BRIEF 1
Rewrite the column on official drivers, starting at "I don’t think" and ending at "a state-appointed doctor.", with "personal driver" replaced by "state-funded chauffeur".
BRIEF 2
Answer these questions from the column on official drivers.
(a) Why did Judge Madondo say he had requested a personal driver?
(b) How many of the KwaZulu-Natal legislature's MPLs currently have drivers?
(c) What condition does the writer say should apply when approval for a driver is granted?

TEXT PROVIDED

It was interesting to note that at last month’s Judicial Service Commission interviews for the post of KwaZulu-Natal deputy judge president, Judge President Chiman Patel chose to grill Judge Isaac Madondo over the fact that he was the only judge in the division to enjoy the services of a dedicated driver.
Judge Madondo responded that he requested a personal driver over two years ago because he suffers from dizzy spells, especially on long trips. Hmmm. I’ll bet high court Judge Nkola Motata wishes he’d known of this option when he first discovered the effect that tea drinking had on his driving (and communication) skills. In the same week The Mercury reported on the interviews it carried a story that, following a decision taken by the KwaZulu-Natal legislature’s rules committee, sick notes written by traditional healers would no longer be accepted as motivation for personal drivers.
“This means that members of the provincial legislature (MPLs) who have been given drivers based on these medical certificates will now have to reapply and again justify why the state should pay for them to be chauffeured,” the article went on to say.
Those who felt they qualified would have to produce medical certificates from registered general practitioners or specialists. Of the KwaZulu-Natal legislature’s 70 MPLs, 22 — that’s almost one in three — currently enjoy the luxury of being chauffeured around by drivers who earn a monthly salary of R14 000 a month. Because they can employ anybody they like for the job, many MPLs hire their husbands, wives or other family members to play chauffeur. That obviously does wonders for the family budget while boosting the ego.
I don’t think we should get bogged down in arguments about nepotism, race, empowerment, arrogance, corruption, egos and discrimination against the sick, lame and lazy or anything else here. Let our politicians and bureaucrats who are physically incapable of safely driving themselves around have a personal driver. The only condition should be that when approval is granted the ailing person’s driver’s licence is immediately cancelled. When the incumbent loses his or her position the driver will, of course, no longer be available at the taxpayers’ expense, and the cancelled licence should be reinstated only after a rigorous medical examination by a state-appointed doctor.
An interesting question, in the meantime, and one that Judge Madondo can possibly answer, is how the courts would view a case where a politician, judge or public servant who had an official driver during office hours because of ill-health drove a car, perhaps over a weekend, and killed somebody in an accident after a blackout.
Even if it was only for a short trip.

GIVEN RECORDS

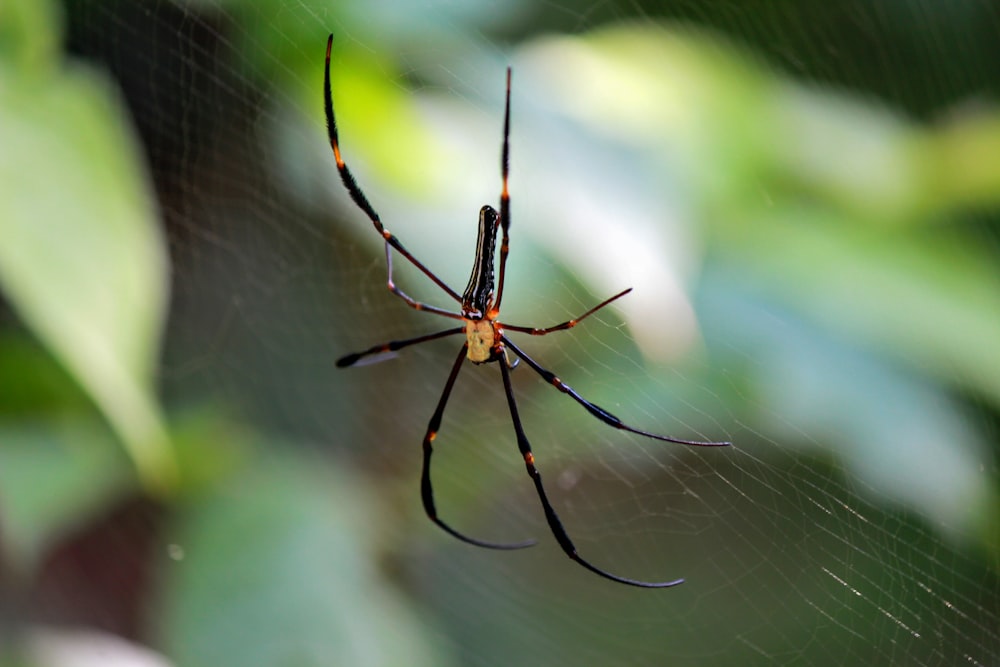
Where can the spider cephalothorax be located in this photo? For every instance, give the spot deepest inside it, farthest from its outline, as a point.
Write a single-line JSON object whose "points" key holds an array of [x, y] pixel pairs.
{"points": [[485, 340]]}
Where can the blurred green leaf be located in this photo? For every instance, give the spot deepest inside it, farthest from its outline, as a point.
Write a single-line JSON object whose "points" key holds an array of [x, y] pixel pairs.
{"points": [[54, 475], [28, 35], [82, 260], [277, 569]]}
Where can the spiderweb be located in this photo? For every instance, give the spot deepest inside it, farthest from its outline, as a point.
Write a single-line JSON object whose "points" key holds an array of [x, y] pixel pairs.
{"points": [[835, 531]]}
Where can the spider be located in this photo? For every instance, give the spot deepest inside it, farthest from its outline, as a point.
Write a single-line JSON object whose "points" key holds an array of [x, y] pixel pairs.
{"points": [[485, 340]]}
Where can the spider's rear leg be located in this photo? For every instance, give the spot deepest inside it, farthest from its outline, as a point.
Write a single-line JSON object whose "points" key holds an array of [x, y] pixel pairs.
{"points": [[426, 491], [555, 524]]}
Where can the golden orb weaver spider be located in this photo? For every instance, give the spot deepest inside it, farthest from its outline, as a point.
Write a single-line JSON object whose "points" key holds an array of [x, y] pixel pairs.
{"points": [[485, 341]]}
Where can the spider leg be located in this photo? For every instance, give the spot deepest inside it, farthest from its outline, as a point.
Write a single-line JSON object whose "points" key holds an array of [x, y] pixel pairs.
{"points": [[568, 324], [504, 198], [555, 524], [597, 410], [359, 197], [426, 492], [393, 345]]}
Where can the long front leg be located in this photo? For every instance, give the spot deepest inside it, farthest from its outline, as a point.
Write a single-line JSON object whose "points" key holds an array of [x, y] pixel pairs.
{"points": [[597, 410]]}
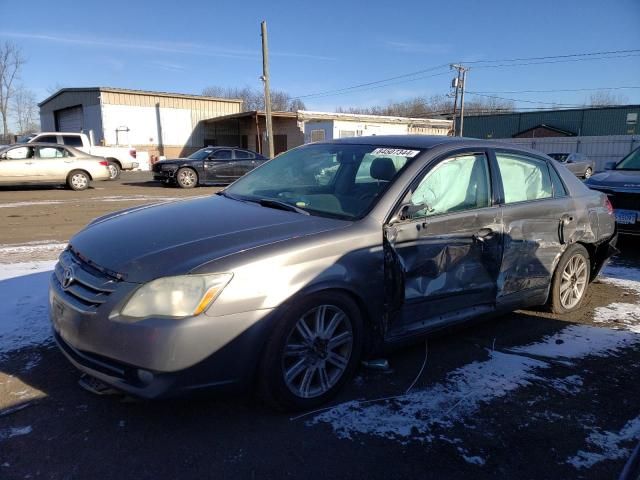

RESPONSE AREA 1
I don’t think we should get bogged down in arguments about nepotism, race, empowerment, arrogance, corruption, egos and discrimination against the sick, lame and lazy or anything else here. Let our politicians and bureaucrats who are physically incapable of safely driving themselves around have a state-funded chauffeur. The only condition should be that when approval is granted the ailing person’s driver’s licence is immediately cancelled. When the incumbent loses his or her position the driver will, of course, no longer be available at the taxpayers’ expense, and the cancelled licence should be reinstated only after a rigorous medical examination by a state-appointed doctor.

RESPONSE AREA 2
(a) He said he suffers from dizzy spells, especially on long trips.
(b) 22 of the 70 MPLs.
(c) The ailing person's driver's licence should be immediately cancelled.